··· ROWS ···

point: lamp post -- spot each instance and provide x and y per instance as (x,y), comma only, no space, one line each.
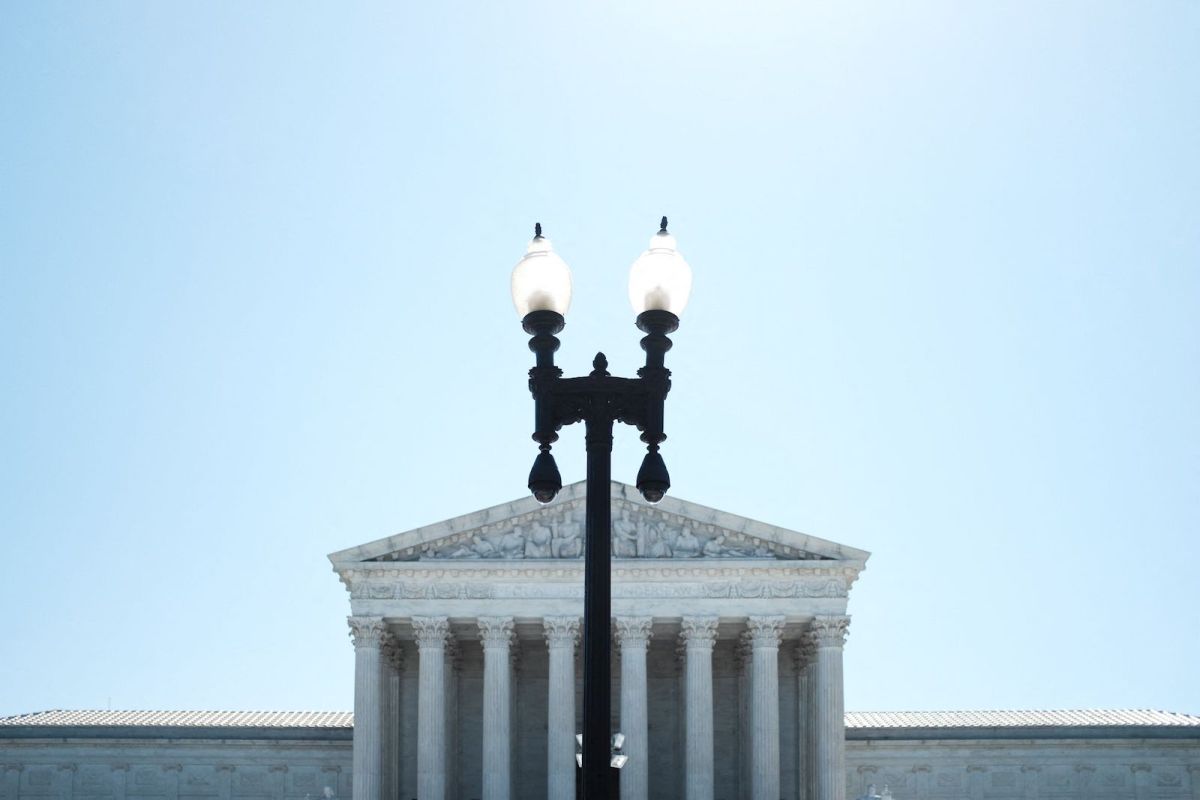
(659,286)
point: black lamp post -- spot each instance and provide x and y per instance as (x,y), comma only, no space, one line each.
(659,286)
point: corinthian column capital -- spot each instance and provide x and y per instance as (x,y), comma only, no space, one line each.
(829,631)
(805,651)
(431,631)
(393,653)
(766,631)
(366,631)
(562,631)
(634,631)
(496,631)
(699,632)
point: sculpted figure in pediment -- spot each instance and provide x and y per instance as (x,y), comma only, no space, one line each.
(513,543)
(483,548)
(715,547)
(687,545)
(627,536)
(538,541)
(567,545)
(659,547)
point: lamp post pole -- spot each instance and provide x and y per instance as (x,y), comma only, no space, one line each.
(599,400)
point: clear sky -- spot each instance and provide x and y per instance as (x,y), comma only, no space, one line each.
(255,310)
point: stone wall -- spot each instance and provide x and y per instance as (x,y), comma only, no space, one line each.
(1063,769)
(81,768)
(82,765)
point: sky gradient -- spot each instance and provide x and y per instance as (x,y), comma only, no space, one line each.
(255,310)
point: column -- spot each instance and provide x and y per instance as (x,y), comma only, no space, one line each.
(496,635)
(765,632)
(431,715)
(804,655)
(367,633)
(562,637)
(393,666)
(634,633)
(829,710)
(699,635)
(453,667)
(745,719)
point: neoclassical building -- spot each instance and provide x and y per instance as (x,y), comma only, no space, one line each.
(729,637)
(727,678)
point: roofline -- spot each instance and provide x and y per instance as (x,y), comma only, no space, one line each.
(342,733)
(527,504)
(199,732)
(1008,733)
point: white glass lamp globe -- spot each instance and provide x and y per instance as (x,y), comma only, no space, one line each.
(541,281)
(660,278)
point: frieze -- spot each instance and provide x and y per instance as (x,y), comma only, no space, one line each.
(378,583)
(637,533)
(719,589)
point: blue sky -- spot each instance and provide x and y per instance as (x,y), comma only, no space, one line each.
(253,310)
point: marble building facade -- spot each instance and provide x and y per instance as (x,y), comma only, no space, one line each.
(727,654)
(727,685)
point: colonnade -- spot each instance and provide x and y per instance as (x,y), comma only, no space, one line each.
(819,673)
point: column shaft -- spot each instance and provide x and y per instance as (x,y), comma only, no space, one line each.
(393,665)
(431,720)
(699,635)
(766,633)
(367,632)
(562,635)
(496,633)
(634,633)
(828,636)
(804,783)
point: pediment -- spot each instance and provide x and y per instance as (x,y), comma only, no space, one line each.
(523,529)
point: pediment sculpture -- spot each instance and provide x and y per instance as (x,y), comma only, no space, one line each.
(636,534)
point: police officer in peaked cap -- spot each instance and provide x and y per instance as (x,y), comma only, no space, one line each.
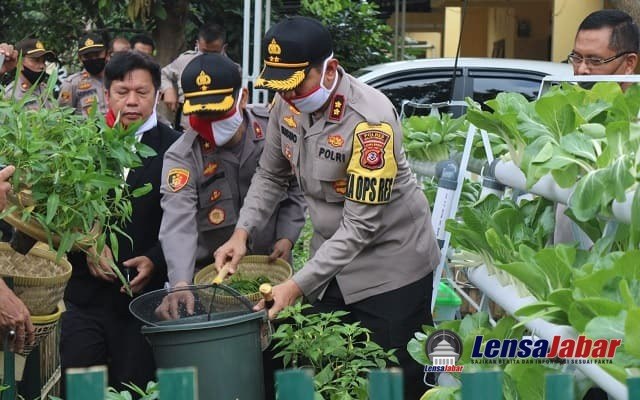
(207,173)
(85,89)
(373,244)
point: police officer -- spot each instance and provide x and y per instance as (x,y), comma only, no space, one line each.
(85,89)
(373,246)
(32,73)
(207,173)
(211,39)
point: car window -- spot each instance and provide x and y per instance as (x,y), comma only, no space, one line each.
(416,86)
(487,84)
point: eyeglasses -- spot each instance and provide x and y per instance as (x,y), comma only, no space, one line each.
(594,61)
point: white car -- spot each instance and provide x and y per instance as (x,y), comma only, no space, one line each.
(427,81)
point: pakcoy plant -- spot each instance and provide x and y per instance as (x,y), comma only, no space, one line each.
(70,170)
(496,228)
(436,137)
(586,138)
(596,292)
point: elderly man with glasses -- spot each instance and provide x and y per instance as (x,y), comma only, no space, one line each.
(606,44)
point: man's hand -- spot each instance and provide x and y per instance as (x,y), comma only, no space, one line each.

···

_OBJECTIVE_
Put each line of the material above into a JSON list of strings, one string per line, leaving out blank lines and the pictures.

_THE OUTPUT_
[
  "point: lamp post -- spot each instance and provide x and y per instance as (x,y), comma only, no space, one line each.",
  "(659,286)",
  "point: black lamp post -- spot each instance and provide x and y per instance as (x,y), comma only, no space, one line each.",
  "(659,286)",
  "point: corinthian column capital -- spot each instance and provide x and y per instance as (x,y), comma only, no space, one line each.",
  "(829,631)",
  "(805,651)",
  "(431,631)",
  "(393,653)",
  "(766,631)",
  "(366,631)",
  "(562,631)",
  "(634,631)",
  "(496,631)",
  "(699,632)",
  "point: sculpted figure in pediment -- spot each instance and provide x and y per instance as (x,y), comma only, no space, one line each.",
  "(513,543)",
  "(483,548)",
  "(715,547)",
  "(687,545)",
  "(627,536)",
  "(538,541)",
  "(567,545)",
  "(659,547)",
  "point: lamp post pole -- spot each instance and provide x and y per instance as (x,y), comma only, no space, one line each.",
  "(599,400)",
  "point: clear sky -- spot each instance and provide x and y per instance as (x,y), comma only, no space, one line each.",
  "(255,310)",
  "point: stone wall -- spot each instance and provide x and y per instance as (x,y), comma only, no space, one line each.",
  "(1063,769)",
  "(81,768)",
  "(82,765)",
  "point: sky gradient -- spot each instance and provide x and y per instance as (x,y), comma only, no space, one line each.",
  "(255,310)",
  "point: column -- spot each instance and provide x and y per instance as (x,y), comma only, no space, one line each.",
  "(496,635)",
  "(765,632)",
  "(431,715)",
  "(804,655)",
  "(367,633)",
  "(562,637)",
  "(393,666)",
  "(634,633)",
  "(829,710)",
  "(699,635)",
  "(453,667)",
  "(745,719)",
  "point: neoclassical building -- spot each instance and provide x and y per instance as (x,y), comma only, no space, one line each.",
  "(729,637)",
  "(727,678)",
  "point: roofline -- spot each instance and provide x and y per instance as (x,y), comma only, no space, one line each.",
  "(342,733)",
  "(527,504)",
  "(199,732)",
  "(1008,733)",
  "point: white glass lamp globe -- spot each instance and provide x and y per instance as (x,y), comma only, no space, one line each.",
  "(541,281)",
  "(660,278)",
  "point: frieze -- spot each instance and provide x and y per instance as (x,y), comma only, no space, one line each.",
  "(378,583)",
  "(637,533)",
  "(719,589)",
  "point: blue sky -- spot each instance and provide x and y per instance as (x,y), comma only, no space, one line each.",
  "(253,310)",
  "point: marble building facade -- spot each instance and provide x and y per instance as (x,y), comma only, no space, one line each.",
  "(727,654)",
  "(727,685)",
  "point: colonnade -- spot each instance and provide x and y per instance as (x,y), comma only, no space, one line each.",
  "(819,673)",
  "point: column shaft -- spot each instance and provide x and y per instance as (x,y), comma only, no space, one line each.",
  "(393,665)",
  "(431,720)",
  "(699,635)",
  "(766,633)",
  "(367,632)",
  "(562,635)",
  "(496,633)",
  "(634,633)",
  "(828,636)",
  "(804,783)",
  "point: pediment -- spot each instance and provide x and y per instance as (x,y), comma only, no space, one line each.",
  "(523,529)",
  "point: pediment sculpture -- spot each instance and provide x and y per instance as (x,y), comma only, no space, one line each.",
  "(636,534)",
  "point: police officer in peaked cap -- spot each instance and provide x and y per instance as (x,y), comma only, no space, one line each.",
  "(207,173)",
  "(85,89)",
  "(373,244)",
  "point: police officer -- spot each instance and provide x and y per instance as (x,y), comma only, no space, one line each.",
  "(85,89)",
  "(373,246)",
  "(32,73)",
  "(207,173)",
  "(211,39)",
  "point: car window -- spot each instance and provide x and y per instance as (x,y), comma only, no space, one line each.",
  "(416,86)",
  "(487,84)",
  "point: eyeglasses -- spot each instance and provide x and y per instance as (x,y), comma only, no space, one line each.",
  "(594,61)",
  "point: white car -- spot each instance and provide x and y per instance as (x,y), comma only, no space, one line each.",
  "(427,81)",
  "point: pakcoy plant -- spot each instance and provide x and y per instance as (x,y), comma only, no space, one line each.",
  "(70,170)",
  "(496,228)",
  "(436,137)",
  "(586,138)",
  "(596,292)",
  "point: elderly man with glasses -- spot each instance and provide x and y per instance as (x,y), comma only, no space, one line each.",
  "(606,44)",
  "point: man's hand -- spot each instance and provide x and y per instance as (x,y), comma only, no space, one line each."
]